* AUSGANGSTEXT
►
Die Pietisten haben die Schlacht gewonnen, aber am Ende verlieren sie den Krieg. Wolffs Flucht wird nämlich zu einem Siegeszug. Nach seiner Vertreibung tritt er in Marburg eine Professur an, wo er von den Studenten begeistert empfangen wird und sein philosophisches Programm unbehelligt weiterführen kann.
Mit dem Regierungsantritt von Friedrich II. (1712-1786) kommt die pietistische Ausrichtung des preussischen Königtums zu einem abrupten Ende. In einer seiner ersten Amtshandlungen holt der König den berühmten Philosophen nach Halle zurück, das zu einem Zentrum der theologischen Aufklärung in Deutschland wird. Francke stirbt während Wolffs Zeit in Marburg, mit Lange, der Wolffs härtester Gegner war, kommt es zur Versöhnung. Für Wolff ist es ein persönlicher Triumph, für die Aufklärung ein Sieg über den Pietismus.
Brücken bauen statt Galgen errichten
Zu Beginn des 21. Jahrhunderts erleben wir eine Neuauflage des Streits aus dem 18. und 19. Jahrhundert.
◄
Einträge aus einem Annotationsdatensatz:
►
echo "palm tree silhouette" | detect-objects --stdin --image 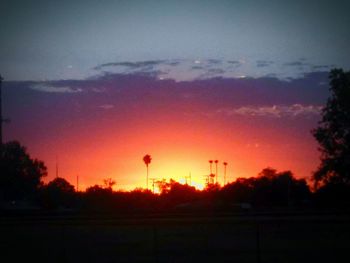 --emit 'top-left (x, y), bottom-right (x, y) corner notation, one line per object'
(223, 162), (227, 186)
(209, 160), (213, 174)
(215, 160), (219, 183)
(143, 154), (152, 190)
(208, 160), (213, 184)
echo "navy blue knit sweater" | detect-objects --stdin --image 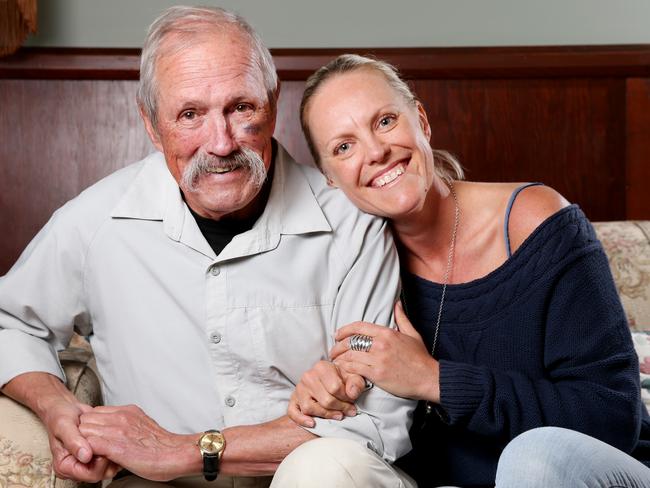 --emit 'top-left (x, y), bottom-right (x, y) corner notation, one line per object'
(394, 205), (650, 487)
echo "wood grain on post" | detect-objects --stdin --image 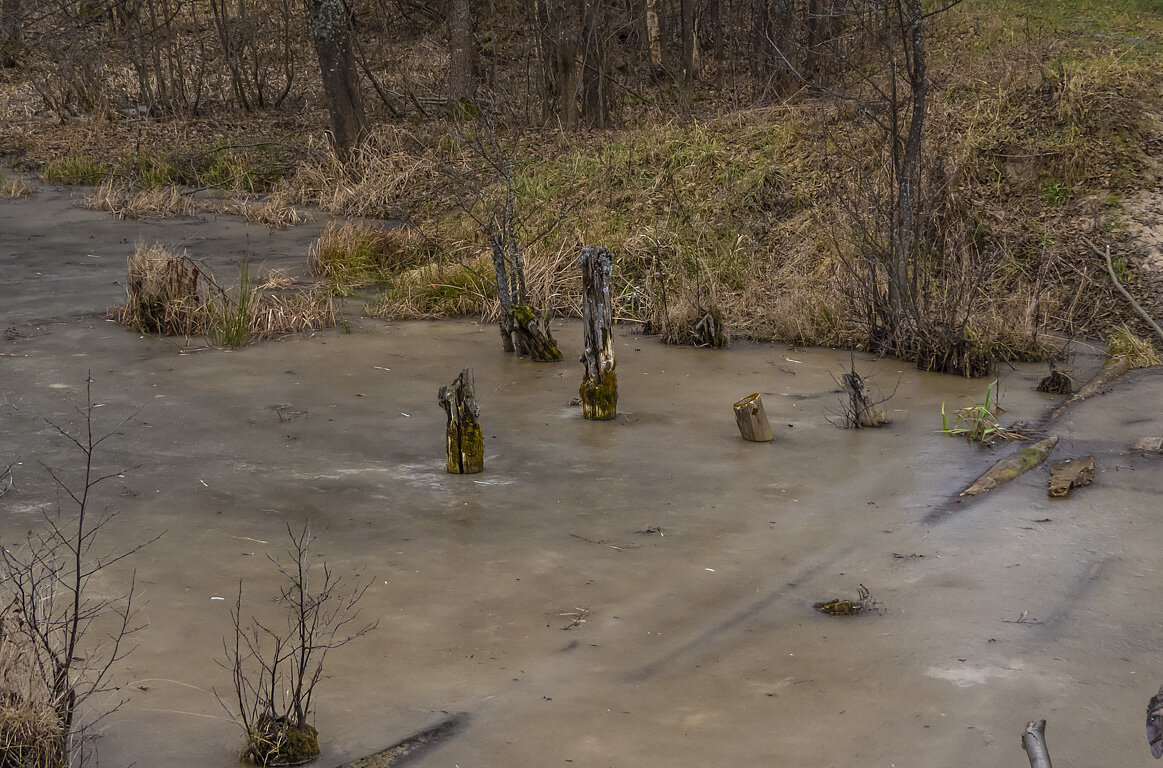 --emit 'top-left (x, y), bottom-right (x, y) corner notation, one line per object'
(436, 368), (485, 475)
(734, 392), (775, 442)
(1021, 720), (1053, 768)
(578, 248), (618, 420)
◄
* AUFGABE 1
Gib aus dem Text über Wolff und die Pietisten den Abschnitt wieder, der mit „Mit dem Regierungsantritt“ beginnt und nach „über den Pietismus.“ endet. Ersetze darin „Halle“ durch „Leipzig“.
* AUFGABE 2
Wer war laut dem Text über Wolff und die Pietisten Wolffs härtester Gegner?
* AUFGABE 3
Setze bitte den Text über Wolff und die Pietisten nach seinem letzten Satz fort.

* ANTWORT 1
Mit dem Regierungsantritt von Friedrich II. (1712-1786) kommt die pietistische Ausrichtung des preussischen Königtums zu einem abrupten Ende. In einer seiner ersten Amtshandlungen holt der König den berühmten Philosophen nach Leipzig zurück, das zu einem Zentrum der theologischen Aufklärung in Deutschland wird. Francke stirbt während Wolffs Zeit in Marburg, mit Lange, der Wolffs härtester Gegner war, kommt es zur Versöhnung. Für Wolff ist es ein persönlicher Triumph, für die Aufklärung ein Sieg über den Pietismus.

* ANTWORT 2
Lange.

* ANTWORT 3
Auf der einen Seite gibt es progressive Kräfte, die das Christentum dekonstruieren. Die Bibel ist in ihrer Sicht nicht Offenbarung Gottes und nicht göttlich inspiriert, sondern menschliches und damit fehlbares Zeugnis über Gott. So wie die Kräfte der Vernunft den Streit um Christian Wolff bestimmten, prägt der heutige postmoderne Toleranzgedanke die gegenwärtigen Debatten. Prominente Persönlichkeiten aus dem erwecklichen Protestantismus und der evangelikalen Bewegung lassen ihren alten Glauben hinter sich. Sie können nicht mehr an ein blutiges Opfer am Kreuz oder an Himmel und Hölle glauben. Homosexualität und ein polyamouröser Lebensstil sind für sie legitime Lebensformen, schliesslich ist Gott ja ein Gott der Liebe. Und manches, was in der Bibel steht, sei doch einem veralteten Weltbild geschuldet!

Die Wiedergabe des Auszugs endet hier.